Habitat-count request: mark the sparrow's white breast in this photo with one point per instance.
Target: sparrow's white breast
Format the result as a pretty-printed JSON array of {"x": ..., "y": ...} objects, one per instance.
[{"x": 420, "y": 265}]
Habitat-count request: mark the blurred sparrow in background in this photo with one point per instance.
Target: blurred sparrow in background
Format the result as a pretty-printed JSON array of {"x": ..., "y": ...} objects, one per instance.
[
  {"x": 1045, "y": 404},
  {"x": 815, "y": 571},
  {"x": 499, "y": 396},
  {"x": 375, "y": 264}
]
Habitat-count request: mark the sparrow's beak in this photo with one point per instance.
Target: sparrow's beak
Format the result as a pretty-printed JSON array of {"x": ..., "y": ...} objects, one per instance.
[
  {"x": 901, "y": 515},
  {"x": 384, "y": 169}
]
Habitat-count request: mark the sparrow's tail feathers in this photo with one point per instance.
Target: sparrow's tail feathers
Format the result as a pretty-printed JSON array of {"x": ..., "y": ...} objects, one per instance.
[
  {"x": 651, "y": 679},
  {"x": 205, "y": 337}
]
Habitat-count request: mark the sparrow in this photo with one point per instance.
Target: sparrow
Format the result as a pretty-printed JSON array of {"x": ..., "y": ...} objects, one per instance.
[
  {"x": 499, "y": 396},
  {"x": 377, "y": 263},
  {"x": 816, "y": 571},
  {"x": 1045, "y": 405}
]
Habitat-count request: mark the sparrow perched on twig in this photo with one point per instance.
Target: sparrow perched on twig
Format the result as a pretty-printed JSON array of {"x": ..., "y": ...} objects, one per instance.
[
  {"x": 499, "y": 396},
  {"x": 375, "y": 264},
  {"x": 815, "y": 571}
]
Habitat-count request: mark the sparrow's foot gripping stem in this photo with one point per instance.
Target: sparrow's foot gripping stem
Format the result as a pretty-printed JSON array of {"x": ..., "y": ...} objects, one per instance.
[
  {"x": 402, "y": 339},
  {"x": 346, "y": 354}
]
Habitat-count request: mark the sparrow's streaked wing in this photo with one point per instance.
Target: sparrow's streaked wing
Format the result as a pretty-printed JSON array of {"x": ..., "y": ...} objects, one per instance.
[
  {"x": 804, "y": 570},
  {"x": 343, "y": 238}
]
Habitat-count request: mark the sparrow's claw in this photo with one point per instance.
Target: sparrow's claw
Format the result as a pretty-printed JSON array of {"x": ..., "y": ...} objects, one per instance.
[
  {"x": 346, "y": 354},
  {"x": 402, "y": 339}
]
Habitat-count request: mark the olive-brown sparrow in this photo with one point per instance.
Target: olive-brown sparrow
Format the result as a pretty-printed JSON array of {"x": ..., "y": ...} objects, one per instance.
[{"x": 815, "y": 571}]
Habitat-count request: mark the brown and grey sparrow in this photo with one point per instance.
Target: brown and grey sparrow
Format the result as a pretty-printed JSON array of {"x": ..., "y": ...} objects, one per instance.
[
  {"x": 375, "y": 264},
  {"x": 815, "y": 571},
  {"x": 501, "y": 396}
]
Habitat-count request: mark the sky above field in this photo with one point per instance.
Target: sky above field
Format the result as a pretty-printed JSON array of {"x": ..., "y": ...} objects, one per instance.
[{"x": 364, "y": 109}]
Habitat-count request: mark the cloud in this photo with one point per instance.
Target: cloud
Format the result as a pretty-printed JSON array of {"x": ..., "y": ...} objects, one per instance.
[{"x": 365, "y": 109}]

• **What the exercise asks**: Return each entry from above without altering a single character.

• **Problem solution**:
Habitat-count request: mark the sparrow's white breast in this photo with one point per instance.
Target: sparrow's white breast
Format the result as a pretty-printed JSON array of {"x": ..., "y": ...} objects, one per instance.
[{"x": 420, "y": 265}]
Habitat-count request: mark the blurred sparrow in background in this photo with one point per instance.
Target: blurred sparrow in background
Format the result as a pretty-printed JSON array of {"x": ..., "y": ...} objects, one per instance.
[
  {"x": 1045, "y": 404},
  {"x": 815, "y": 571},
  {"x": 499, "y": 396},
  {"x": 375, "y": 264}
]
Habitat-count request: mark the sparrow's beak in this photo with one point per instance.
Target: sparrow's beak
Format the result as a pretty-printed JSON array of {"x": ..., "y": ...} objects, one per instance.
[
  {"x": 901, "y": 515},
  {"x": 384, "y": 169}
]
Habitat-count request: mark the sparrow's tail feathers in this photo with one point per instance.
Target: sparrow's tail feathers
Format the result as a pretty-printed JSON array of {"x": ..., "y": ...} objects, one per instance.
[
  {"x": 651, "y": 679},
  {"x": 205, "y": 337}
]
Habitat-count request: mark the sparrow in this photo with one point per instance.
Target: sparrow
Format the result as a pretty-printed JSON array of {"x": ..., "y": ...} objects, one per instance.
[
  {"x": 499, "y": 396},
  {"x": 377, "y": 263},
  {"x": 816, "y": 571},
  {"x": 1045, "y": 405}
]
Habitat-count request: mark the sparrow perched on twig in this photo with one point per instance.
Target: sparrow perched on twig
Format the result as a pretty-printed JSON array of {"x": ..., "y": ...} objects, one per instance.
[
  {"x": 499, "y": 396},
  {"x": 375, "y": 264},
  {"x": 815, "y": 571}
]
Habitat-count request: mark the sparrow's foot gripping stem in this photo with one point per instance.
Target: sparrow's foot gripping stem
Format the result as a pretty-printed JSON array of {"x": ..., "y": ...} objects, one per instance.
[
  {"x": 402, "y": 339},
  {"x": 346, "y": 354}
]
Habitat-count request: mark the sparrow's streaked wing in this photo with one point per instance.
Target: sparrow's streaked wing
Format the result as a pretty-printed JSON array of {"x": ..., "y": ...} objects, one per instance.
[
  {"x": 804, "y": 570},
  {"x": 343, "y": 238}
]
Habitat-count request: mark the sparrow's claw in this photo with one point per instance.
Target: sparrow's claw
Format the result as a pretty-printed JSON array of {"x": ..., "y": ...} objects, one per instance.
[
  {"x": 346, "y": 354},
  {"x": 402, "y": 339}
]
Habitat-count request: mark the olive-brown sparrow in this photo with one point per instance.
Target: olive-brown sparrow
Format the result as a pretty-printed JSON array of {"x": ..., "y": ...} objects, one per instance.
[{"x": 815, "y": 571}]
Habitat-count request: mark the brown and grey sparrow in this photo with one point per instance.
Target: brown and grey sparrow
Format the result as a pretty-printed JSON array of {"x": ..., "y": ...} objects, one per instance.
[
  {"x": 375, "y": 264},
  {"x": 815, "y": 571},
  {"x": 501, "y": 396}
]
Habitat-count request: mark the sky above field in this photo with one point per instance.
Target: sky above field
Format the result as a pretty-printed JSON array of {"x": ..., "y": ...} objects, one per instance.
[{"x": 364, "y": 109}]
Habitat-count request: mark the cloud in this photo with one point per instance.
Target: cloud
Format the result as a pretty-printed JSON array of {"x": ..., "y": ...} objects, one per instance.
[{"x": 365, "y": 109}]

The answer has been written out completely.